§ **TASK INPUT**:
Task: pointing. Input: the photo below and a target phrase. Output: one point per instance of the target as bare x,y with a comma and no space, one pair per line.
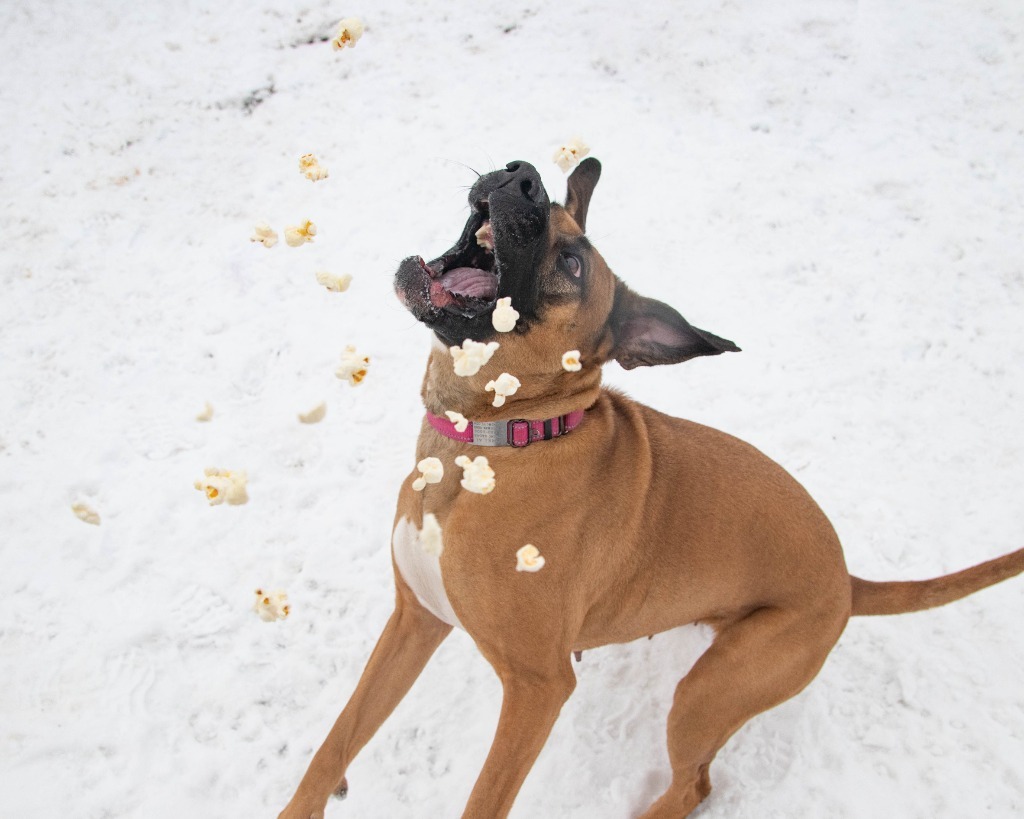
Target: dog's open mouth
464,279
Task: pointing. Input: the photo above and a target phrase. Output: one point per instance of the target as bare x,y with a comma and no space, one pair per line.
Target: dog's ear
649,332
581,187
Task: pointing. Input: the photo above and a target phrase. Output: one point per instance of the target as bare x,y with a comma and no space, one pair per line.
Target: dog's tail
902,596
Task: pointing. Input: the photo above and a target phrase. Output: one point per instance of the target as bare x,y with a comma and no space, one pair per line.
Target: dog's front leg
530,704
409,640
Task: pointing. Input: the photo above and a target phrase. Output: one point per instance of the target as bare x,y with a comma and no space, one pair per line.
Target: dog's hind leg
531,699
409,640
754,664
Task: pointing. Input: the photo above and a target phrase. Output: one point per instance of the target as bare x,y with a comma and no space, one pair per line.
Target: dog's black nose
526,180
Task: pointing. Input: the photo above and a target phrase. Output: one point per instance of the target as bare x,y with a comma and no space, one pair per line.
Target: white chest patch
422,571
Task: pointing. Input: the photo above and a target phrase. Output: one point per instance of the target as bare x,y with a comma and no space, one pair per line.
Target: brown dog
645,522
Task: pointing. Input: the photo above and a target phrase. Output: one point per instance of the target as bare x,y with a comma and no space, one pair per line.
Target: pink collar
517,432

§ **GIVEN TASK**:
Please arrange every line of the records above as a JSON list of strings, one string per line, with blank lines left out and the pictures omitted.

§ **EXERCISE RESPONSE**:
[
  "Task: pointing. Input: the photo below and a target phrase. Output: one point per instance of the target as bare x,y with a comma and no space, one pair per line.",
  "Target: dog's open mouth",
  "464,279",
  "Task: pointing. Input: the photo above and a target phrase. Output: one point per instance of the target as bare x,y with a comma and no space, one pair per line.",
  "Target: dog's ear",
  "649,332",
  "581,187",
  "Task: pointing. Input: the photo above and a target phrase. Output: one point per instance of the target as bare x,y with a comma and no space, one pair per line.",
  "Target: dog's tail",
  "902,596",
  "Task: pointing. Input: the photo above and a target phrase. Output: one point per instance of the target as bare x,y with a comma and no space, one pair per line.",
  "Target: dog's front leg",
  "530,704",
  "409,640",
  "Task: pointing. Input: the photo above and a target phrase. Output: one point per instance of the target as bare x,y with a comma and no space, one pair per line.",
  "Target: dog's hind leg",
  "531,699",
  "409,640",
  "754,664",
  "Task: pointing. Input: the photo above and a target phrase. Output: one point per instance of the target as bare x,y with a comma and no space, one pair per line.",
  "Target: dog's black nose",
  "526,180",
  "Task: pointing. Input: the photo above and a target phrase. Output: one point per instance of the target as bare x,y with a comma and no space, one pair per line.",
  "Target: white chest patch",
  "422,571",
  "Task: pointing. Input: the photo above and a target phrase. Output: one point per instance of the target as bare x,y with a comma and no space, one pair per line.",
  "Target: brown dog",
  "645,522",
  "Task: pointing. Input: the photo above and a target phrase. Output: one point per instance of the target as bare x,y with a comma and no space, one pair per line.",
  "Target: pink collar",
  "517,432"
]